Set down, word for word, the stretch of lines from the one containing "Can you find the bush?" to the end of the records below.

● **DATASET RECORDS**:
BEGIN
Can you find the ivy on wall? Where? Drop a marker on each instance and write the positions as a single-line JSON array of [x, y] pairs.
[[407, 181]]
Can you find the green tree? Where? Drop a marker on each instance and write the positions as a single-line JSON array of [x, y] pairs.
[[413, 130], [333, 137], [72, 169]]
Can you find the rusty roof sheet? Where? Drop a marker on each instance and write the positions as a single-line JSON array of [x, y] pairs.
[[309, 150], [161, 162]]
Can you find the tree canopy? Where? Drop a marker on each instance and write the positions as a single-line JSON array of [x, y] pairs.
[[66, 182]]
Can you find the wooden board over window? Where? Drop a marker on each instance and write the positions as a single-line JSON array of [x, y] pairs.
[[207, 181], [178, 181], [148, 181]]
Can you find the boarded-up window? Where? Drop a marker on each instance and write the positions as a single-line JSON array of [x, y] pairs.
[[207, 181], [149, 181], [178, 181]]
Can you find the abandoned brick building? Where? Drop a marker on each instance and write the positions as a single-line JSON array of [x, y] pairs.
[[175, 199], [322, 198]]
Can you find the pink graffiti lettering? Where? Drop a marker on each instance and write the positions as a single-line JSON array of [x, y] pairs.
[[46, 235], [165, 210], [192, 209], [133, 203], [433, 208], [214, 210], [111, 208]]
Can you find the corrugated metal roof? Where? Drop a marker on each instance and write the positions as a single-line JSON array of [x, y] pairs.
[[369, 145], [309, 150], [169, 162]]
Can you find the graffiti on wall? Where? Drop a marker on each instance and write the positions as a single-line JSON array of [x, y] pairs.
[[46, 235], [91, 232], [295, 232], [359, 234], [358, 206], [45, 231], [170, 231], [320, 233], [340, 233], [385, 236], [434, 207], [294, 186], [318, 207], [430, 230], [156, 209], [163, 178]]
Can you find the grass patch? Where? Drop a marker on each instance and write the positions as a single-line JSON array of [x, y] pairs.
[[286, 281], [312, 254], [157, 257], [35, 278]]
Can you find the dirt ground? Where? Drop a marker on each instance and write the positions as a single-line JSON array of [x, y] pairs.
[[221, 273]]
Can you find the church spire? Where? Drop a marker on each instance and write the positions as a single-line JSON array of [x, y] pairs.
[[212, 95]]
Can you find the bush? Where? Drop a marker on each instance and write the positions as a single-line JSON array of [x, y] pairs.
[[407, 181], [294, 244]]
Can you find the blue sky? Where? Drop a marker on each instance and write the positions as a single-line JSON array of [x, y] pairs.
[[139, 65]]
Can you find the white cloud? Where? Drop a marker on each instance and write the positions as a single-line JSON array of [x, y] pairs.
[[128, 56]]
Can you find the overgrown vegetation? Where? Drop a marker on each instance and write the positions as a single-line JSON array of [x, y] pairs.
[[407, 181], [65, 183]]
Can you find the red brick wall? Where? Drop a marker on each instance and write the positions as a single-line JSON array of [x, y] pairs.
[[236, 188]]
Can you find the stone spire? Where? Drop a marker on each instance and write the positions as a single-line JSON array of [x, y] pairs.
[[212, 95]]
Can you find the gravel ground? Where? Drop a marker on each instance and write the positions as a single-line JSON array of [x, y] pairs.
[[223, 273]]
END
● **RESPONSE TO THE TASK**:
Can you find the bush? Where? Drop a marker on each instance and write the positions as a single-line JSON array of [x, y] pairs.
[[407, 181], [294, 244]]
Can you find the blue sky? Where? Drop a marker on each instance and write the positions as a single-line JSON array of [x, y] pairs.
[[139, 65]]
Can you find the white cloud? Where? Drop a marker on each instance and write the positions as a single-line JSON array of [x, y] pairs.
[[128, 56]]
Can you find the overgrown vegetation? Where? Drop a marker on each instance and write the positions as a single-line JSON array of [x, y] pairs.
[[407, 181], [65, 183]]
Can you find the red brick wall? Where? Drop a marker on each instance and write the positions as a single-line JSON array of [x, y] pairs.
[[236, 188]]
Can you find the stone spire? Where? Drop a marker on each instance and write the positions as a single-line JSON array of [x, y] pairs.
[[212, 95]]
Can you find the gravel ground? Where? Drop a marker on each instance and write the positions as a single-line JSON array of [x, y] pairs.
[[223, 273]]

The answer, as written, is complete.